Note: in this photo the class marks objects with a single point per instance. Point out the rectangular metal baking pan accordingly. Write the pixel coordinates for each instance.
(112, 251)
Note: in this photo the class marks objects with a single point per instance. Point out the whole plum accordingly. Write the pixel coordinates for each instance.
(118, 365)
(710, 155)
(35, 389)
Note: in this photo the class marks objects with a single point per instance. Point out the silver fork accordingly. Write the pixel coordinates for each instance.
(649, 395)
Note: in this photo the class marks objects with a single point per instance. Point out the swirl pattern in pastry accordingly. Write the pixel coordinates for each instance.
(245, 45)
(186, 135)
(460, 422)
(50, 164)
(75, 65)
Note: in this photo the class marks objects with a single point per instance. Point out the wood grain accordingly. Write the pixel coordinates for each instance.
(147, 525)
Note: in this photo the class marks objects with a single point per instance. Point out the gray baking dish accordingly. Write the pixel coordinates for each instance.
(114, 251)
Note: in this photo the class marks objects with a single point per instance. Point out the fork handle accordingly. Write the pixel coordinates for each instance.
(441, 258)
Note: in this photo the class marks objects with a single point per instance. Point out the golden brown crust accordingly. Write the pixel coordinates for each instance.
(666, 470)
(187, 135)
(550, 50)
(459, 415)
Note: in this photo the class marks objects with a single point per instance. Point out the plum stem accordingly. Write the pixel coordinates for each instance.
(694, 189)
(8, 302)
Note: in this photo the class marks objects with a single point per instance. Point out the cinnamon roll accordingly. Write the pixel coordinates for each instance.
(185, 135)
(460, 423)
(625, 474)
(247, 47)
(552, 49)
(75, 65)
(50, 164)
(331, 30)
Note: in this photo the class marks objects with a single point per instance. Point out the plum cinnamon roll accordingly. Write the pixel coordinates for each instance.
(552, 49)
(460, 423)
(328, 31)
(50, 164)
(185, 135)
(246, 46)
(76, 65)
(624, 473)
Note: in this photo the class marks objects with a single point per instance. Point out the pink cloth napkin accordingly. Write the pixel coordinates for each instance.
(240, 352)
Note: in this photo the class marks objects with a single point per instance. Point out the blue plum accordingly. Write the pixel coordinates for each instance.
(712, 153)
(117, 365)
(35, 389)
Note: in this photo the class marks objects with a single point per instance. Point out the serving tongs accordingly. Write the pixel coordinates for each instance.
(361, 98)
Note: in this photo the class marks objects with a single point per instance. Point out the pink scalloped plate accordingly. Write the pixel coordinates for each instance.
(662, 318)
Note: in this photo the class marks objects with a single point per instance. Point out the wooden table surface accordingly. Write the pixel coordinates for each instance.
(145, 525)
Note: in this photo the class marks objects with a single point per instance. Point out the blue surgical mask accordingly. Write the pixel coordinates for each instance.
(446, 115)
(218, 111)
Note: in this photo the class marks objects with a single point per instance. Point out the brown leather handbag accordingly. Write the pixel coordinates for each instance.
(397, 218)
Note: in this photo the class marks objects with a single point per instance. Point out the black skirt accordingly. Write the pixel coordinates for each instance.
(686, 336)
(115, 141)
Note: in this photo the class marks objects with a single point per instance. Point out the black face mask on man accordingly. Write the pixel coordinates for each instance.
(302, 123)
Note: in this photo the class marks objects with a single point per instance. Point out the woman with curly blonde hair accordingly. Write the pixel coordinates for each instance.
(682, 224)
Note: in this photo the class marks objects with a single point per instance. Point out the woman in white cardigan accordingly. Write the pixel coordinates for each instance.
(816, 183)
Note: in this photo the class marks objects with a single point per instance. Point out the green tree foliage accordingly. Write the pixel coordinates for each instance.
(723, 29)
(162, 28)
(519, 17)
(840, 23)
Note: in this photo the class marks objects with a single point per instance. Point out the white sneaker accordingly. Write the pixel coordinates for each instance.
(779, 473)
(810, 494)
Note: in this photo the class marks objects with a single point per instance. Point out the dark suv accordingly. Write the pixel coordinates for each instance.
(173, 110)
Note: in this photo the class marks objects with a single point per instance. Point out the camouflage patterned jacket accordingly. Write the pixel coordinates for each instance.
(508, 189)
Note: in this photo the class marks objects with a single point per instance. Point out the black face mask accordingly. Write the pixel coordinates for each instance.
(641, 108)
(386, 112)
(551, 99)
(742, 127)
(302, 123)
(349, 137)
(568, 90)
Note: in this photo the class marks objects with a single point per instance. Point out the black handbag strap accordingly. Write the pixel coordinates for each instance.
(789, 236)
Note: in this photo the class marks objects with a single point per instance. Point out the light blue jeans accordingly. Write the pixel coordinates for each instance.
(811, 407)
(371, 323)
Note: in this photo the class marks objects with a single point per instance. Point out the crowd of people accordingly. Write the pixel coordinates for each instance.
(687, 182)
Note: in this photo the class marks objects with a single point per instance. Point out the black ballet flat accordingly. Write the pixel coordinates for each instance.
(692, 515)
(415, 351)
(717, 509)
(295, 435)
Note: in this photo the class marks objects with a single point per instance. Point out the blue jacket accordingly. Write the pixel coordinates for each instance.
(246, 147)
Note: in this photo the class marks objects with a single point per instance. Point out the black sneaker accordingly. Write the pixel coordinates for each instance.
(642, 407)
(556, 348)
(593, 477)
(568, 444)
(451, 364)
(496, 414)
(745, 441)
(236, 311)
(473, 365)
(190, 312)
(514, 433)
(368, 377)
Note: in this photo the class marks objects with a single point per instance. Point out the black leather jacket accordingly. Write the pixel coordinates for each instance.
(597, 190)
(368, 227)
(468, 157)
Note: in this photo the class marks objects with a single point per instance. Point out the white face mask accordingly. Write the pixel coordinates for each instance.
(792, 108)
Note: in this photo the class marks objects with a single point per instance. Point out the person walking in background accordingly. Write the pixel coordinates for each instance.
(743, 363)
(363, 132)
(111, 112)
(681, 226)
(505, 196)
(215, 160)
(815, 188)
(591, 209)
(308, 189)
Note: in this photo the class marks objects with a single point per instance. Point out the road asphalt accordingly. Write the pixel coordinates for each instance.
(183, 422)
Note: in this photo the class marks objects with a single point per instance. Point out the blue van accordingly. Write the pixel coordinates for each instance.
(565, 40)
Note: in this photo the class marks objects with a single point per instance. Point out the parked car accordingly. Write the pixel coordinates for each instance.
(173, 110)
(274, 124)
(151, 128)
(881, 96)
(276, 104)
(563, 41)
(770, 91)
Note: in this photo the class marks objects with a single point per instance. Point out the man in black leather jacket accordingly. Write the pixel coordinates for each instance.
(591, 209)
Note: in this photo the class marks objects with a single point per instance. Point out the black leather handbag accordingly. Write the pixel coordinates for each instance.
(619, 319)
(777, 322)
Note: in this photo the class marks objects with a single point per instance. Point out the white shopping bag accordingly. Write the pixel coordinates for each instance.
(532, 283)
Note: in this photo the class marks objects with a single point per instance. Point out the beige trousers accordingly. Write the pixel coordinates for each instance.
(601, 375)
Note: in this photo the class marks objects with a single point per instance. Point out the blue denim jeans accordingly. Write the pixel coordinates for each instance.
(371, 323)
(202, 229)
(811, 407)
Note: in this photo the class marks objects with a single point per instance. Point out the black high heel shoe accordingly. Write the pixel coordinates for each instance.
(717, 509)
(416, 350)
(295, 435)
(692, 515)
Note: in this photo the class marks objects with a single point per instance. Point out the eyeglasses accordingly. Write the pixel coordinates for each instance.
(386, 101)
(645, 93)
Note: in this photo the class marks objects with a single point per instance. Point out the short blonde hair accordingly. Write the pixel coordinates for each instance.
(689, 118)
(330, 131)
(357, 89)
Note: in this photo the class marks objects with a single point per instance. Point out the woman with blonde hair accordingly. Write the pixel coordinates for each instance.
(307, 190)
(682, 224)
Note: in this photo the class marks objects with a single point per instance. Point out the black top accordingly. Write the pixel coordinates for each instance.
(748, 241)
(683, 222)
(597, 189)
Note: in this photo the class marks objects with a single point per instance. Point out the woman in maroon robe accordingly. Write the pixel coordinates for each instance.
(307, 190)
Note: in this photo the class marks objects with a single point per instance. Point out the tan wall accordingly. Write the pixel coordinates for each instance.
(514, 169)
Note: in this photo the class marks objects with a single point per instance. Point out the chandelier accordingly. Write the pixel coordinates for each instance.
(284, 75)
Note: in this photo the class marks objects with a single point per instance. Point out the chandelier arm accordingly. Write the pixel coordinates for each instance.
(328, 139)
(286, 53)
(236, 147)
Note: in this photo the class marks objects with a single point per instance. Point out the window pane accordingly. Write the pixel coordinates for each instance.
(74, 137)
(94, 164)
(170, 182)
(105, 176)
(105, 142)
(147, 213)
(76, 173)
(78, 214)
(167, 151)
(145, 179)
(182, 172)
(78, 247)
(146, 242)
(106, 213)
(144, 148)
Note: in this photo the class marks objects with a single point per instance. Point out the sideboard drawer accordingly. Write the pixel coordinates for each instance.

§ **Prompt**: From the line that contains "the chandelier accordingly." down to the last line of the listing above, repeat each line exactly, and include nothing else.

§ **Answer to this exercise**:
Note: in this photo the class marks objects with a single point per instance. Point out the chandelier accordingly. Write the pixel coordinates for each instance.
(284, 75)
Note: in this photo the class marks objects with a single point per instance. Point out the chandelier arm accordingly. Write the pixel coordinates for each instance.
(328, 139)
(286, 53)
(236, 147)
Note: in this photo the class marks objects with a single point per instance. Point out the window pane accordingly. Write the pixel coordinates for each instance.
(74, 137)
(94, 164)
(170, 182)
(105, 176)
(105, 142)
(147, 213)
(76, 173)
(78, 214)
(167, 151)
(145, 179)
(182, 172)
(78, 247)
(146, 242)
(106, 213)
(144, 148)
Note: in this photo the class marks objects with a single point per instance. Point out the sideboard drawer accordingly. Write the pixel coordinates for each instance.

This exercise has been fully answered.